• **TASK DETAILS**: Reproduce every record below exactly as it appears.

• **STORED ROWS**:
◇ ◇ ◇
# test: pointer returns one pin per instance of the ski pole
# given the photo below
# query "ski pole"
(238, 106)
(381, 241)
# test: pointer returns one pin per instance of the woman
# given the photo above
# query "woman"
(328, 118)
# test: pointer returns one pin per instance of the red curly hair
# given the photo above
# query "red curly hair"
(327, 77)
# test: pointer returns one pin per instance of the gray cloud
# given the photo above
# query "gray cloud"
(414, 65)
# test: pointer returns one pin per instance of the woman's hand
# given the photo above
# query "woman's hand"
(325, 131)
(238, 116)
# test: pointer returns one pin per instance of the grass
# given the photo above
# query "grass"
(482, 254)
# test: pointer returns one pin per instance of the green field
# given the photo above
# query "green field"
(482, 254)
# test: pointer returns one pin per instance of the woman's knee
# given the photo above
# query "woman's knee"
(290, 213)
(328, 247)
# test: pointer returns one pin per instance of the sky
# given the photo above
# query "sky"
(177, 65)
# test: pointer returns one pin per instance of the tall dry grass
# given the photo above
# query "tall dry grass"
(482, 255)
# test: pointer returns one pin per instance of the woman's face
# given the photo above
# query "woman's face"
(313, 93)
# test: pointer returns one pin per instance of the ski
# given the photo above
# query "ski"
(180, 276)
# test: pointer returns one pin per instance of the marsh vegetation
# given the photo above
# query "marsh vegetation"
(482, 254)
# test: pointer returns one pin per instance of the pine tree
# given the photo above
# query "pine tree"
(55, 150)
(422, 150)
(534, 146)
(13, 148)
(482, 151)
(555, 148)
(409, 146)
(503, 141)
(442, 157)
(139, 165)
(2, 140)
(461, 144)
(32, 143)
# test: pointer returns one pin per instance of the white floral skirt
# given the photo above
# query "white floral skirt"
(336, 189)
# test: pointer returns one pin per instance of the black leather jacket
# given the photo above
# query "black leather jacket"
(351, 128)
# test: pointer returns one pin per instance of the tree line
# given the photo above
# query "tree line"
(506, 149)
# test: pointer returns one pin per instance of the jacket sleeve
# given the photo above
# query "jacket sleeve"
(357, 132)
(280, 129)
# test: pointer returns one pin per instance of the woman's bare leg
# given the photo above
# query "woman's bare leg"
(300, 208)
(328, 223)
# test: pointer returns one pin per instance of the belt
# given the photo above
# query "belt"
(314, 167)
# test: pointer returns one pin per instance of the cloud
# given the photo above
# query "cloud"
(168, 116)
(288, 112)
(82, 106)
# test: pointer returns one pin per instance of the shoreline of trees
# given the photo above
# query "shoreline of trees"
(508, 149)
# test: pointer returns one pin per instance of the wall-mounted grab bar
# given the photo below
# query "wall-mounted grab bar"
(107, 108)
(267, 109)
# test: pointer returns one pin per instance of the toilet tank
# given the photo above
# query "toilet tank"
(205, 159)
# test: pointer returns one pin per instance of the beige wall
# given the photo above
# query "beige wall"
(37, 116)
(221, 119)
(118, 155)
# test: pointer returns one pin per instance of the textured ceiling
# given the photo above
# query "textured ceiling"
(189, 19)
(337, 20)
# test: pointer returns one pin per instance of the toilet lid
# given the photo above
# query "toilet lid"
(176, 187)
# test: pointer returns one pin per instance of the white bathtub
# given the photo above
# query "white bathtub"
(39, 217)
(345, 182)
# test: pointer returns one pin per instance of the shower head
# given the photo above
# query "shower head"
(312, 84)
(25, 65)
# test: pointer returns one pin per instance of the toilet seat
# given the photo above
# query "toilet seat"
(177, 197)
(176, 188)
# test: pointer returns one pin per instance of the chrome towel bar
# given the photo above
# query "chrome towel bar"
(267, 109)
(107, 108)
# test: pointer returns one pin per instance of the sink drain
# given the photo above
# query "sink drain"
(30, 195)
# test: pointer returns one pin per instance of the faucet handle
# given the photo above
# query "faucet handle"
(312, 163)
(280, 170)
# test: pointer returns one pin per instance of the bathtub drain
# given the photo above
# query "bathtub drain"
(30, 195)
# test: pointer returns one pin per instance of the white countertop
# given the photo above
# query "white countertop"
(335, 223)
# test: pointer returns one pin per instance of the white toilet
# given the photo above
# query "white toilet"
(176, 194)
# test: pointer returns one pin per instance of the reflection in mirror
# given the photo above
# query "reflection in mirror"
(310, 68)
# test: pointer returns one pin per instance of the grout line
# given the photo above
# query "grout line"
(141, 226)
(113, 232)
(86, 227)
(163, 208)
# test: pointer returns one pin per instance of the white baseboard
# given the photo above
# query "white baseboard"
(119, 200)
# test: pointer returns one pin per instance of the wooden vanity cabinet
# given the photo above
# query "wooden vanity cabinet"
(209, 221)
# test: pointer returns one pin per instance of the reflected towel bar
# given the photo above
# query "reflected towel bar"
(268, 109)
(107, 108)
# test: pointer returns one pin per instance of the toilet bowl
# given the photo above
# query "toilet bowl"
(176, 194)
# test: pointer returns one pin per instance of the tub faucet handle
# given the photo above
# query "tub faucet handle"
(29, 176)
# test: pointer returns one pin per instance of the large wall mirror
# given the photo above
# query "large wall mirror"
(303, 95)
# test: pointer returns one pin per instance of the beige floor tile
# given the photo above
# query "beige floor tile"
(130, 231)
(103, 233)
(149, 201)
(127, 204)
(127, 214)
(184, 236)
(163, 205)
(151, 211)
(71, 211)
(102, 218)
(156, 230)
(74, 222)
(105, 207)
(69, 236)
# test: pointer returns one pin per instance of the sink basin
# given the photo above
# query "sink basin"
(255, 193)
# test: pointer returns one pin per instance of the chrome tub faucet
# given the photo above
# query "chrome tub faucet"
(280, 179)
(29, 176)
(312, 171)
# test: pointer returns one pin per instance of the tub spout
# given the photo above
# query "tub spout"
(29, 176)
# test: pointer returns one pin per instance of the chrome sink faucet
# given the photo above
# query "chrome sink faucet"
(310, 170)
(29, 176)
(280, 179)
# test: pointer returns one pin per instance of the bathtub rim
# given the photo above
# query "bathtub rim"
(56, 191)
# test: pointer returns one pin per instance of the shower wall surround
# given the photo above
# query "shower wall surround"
◇ ◇ ◇
• **SOLUTION FOR THIS TASK**:
# test: pointer returns one pin per instance of the ski pole
# given the photo below
# query "ski pole"
(238, 106)
(381, 241)
# test: pointer returns one pin per instance of the woman
# given the photo above
# query "woman"
(328, 118)
# test: pointer returns one pin per instance of the red curly hair
# given the photo above
# query "red curly hair"
(327, 77)
# test: pointer returns one pin per instance of the gray cloud
# given the photo above
# query "gray cloud"
(414, 65)
# test: pointer returns one pin per instance of the woman's hand
# given the photo above
# query "woman's hand"
(325, 131)
(238, 116)
# test: pointer returns one pin per instance of the grass
# given the photo above
# query "grass"
(482, 254)
# test: pointer returns one pin per instance of the green field
# given the photo above
# query "green field"
(482, 254)
# test: pointer returns one pin per instance of the woman's knee
# given the photo above
# query "woman's knee"
(290, 213)
(328, 247)
# test: pointer returns one pin per instance of the sky
# given the photo above
# query "sky"
(177, 65)
# test: pointer returns one pin per instance of the tall dry grass
# given the photo above
# query "tall dry grass"
(482, 255)
# test: pointer returns one pin per instance of the woman's face
# given the photo above
# query "woman's face"
(313, 93)
# test: pointer returns one pin per instance of the ski
# given the photo above
# query "ski"
(180, 276)
# test: pointer returns one pin per instance of the marsh vegetation
# given the photo above
# query "marsh vegetation"
(482, 254)
# test: pointer returns one pin per instance of the pine tree
# given the photo above
# query "pine tree"
(55, 150)
(422, 150)
(534, 146)
(13, 148)
(482, 151)
(555, 148)
(409, 146)
(503, 141)
(442, 157)
(139, 165)
(2, 140)
(461, 144)
(32, 143)
# test: pointer returns one pin per instance of the white floral skirt
# given the photo above
# query "white floral skirt"
(336, 189)
# test: pointer returns one pin per instance of the black leather jacket
# given the photo above
# query "black leather jacket"
(351, 128)
# test: pointer returns one pin per instance of the tree line
# given the photo above
# query "tree line"
(506, 149)
# test: pointer returns one pin per instance of the jacket sleeve
# given the photo above
# query "jacket sleeve"
(357, 132)
(280, 129)
# test: pointer returns one pin per instance of the woman's bare leg
# given the photo above
# query "woman's bare leg"
(300, 208)
(328, 223)
# test: pointer returns one pin per instance of the belt
# given the photo above
# query "belt"
(314, 167)
# test: pointer returns one pin per instance of the cloud
# given the photo above
# query "cloud"
(168, 116)
(288, 112)
(82, 106)
# test: pointer returns one pin per instance of the shoreline of trees
# given the photo above
# query "shoreline of trees"
(508, 149)
# test: pointer returns one pin per instance of the wall-mounted grab bar
# given the photo below
# query "wall-mounted grab bar"
(107, 108)
(267, 109)
# test: pointer returns one pin per instance of the toilet tank
# given the photo above
# query "toilet tank"
(205, 159)
# test: pointer returns one pin per instance of the beige wall
# given the photo above
# query "beige wall"
(37, 116)
(221, 119)
(118, 155)
# test: pointer returns one pin per instance of the textured ceiling
# given the photo above
# query "textured ceiling"
(189, 19)
(337, 20)
# test: pointer returns one pin per instance of the toilet lid
# given the photo above
# query "toilet lid"
(176, 187)
# test: pointer returns one pin per instance of the white bathtub
# given the photo above
# query "white bathtub"
(39, 217)
(345, 182)
# test: pointer returns one pin per instance of the shower head
# given the photo above
# query "shower head"
(312, 84)
(25, 65)
# test: pointer returns one pin per instance of the toilet seat
# given the photo above
# query "toilet seat"
(177, 197)
(176, 188)
# test: pointer returns one pin per instance of the chrome towel bar
# given the photo above
# query "chrome towel bar"
(267, 109)
(107, 108)
# test: pointer returns one pin per instance of the sink drain
# given the photo above
# query "sink drain"
(30, 195)
# test: pointer returns one pin per instance of the faucet handle
# given the photo above
# query "faucet handle"
(312, 163)
(280, 170)
# test: pointer returns one pin per instance of the bathtub drain
# given the photo above
# query "bathtub drain"
(30, 195)
# test: pointer returns one pin per instance of the white countertop
# given the photo above
# query "white countertop"
(335, 223)
# test: pointer returns one pin per instance of the white toilet
# given the photo above
# query "white toilet"
(176, 194)
# test: pointer returns one pin per instance of the reflection in mirror
# given the photo above
# query "reflection in mirror"
(310, 68)
# test: pointer returns one pin per instance of the grout line
# given the photo above
# query "grout line"
(141, 226)
(113, 232)
(86, 227)
(163, 208)
# test: pointer returns one pin per instance of the white baseboard
# given the photo above
# query "white baseboard"
(119, 200)
# test: pointer returns one pin per instance of the wooden vanity cabinet
# given the photo above
# query "wooden vanity cabinet"
(209, 221)
# test: pointer returns one pin per instance of the reflected towel bar
# given the photo above
# query "reflected towel bar"
(268, 109)
(107, 108)
# test: pointer returns one pin per instance of the toilet bowl
# given the photo above
# query "toilet bowl"
(176, 194)
# test: pointer returns one pin per instance of the tub faucet handle
# given the photo above
# query "tub faucet handle"
(29, 176)
# test: pointer returns one pin per instance of the large wall mirror
# given the photo above
# query "large wall mirror"
(303, 95)
# test: pointer returns one pin per instance of the beige floor tile
# given the photo above
# query "beige floor tile"
(130, 231)
(103, 233)
(149, 201)
(127, 204)
(127, 214)
(184, 236)
(163, 205)
(151, 211)
(71, 211)
(102, 218)
(156, 230)
(74, 222)
(105, 207)
(69, 236)
# test: pointer returns one pin per instance of the sink basin
# given the photo above
# query "sink basin"
(255, 193)
# test: pointer returns one pin per instance of the chrome tub faucet
# given the photo above
# query "chrome tub faucet"
(280, 179)
(29, 176)
(312, 171)
# test: pointer returns one pin per instance of the tub spout
# given the photo above
# query "tub spout"
(29, 176)
# test: pointer returns one pin per instance of the chrome sink faucet
# given the photo above
# query "chrome sink faucet"
(310, 170)
(29, 176)
(280, 179)
# test: pointer returns one pin per instance of the bathtub rim
# given the photo above
# query "bathtub rim"
(56, 191)
# test: pointer returns one pin per instance of the shower wall surround
# given the photo above
# query "shower wall surround"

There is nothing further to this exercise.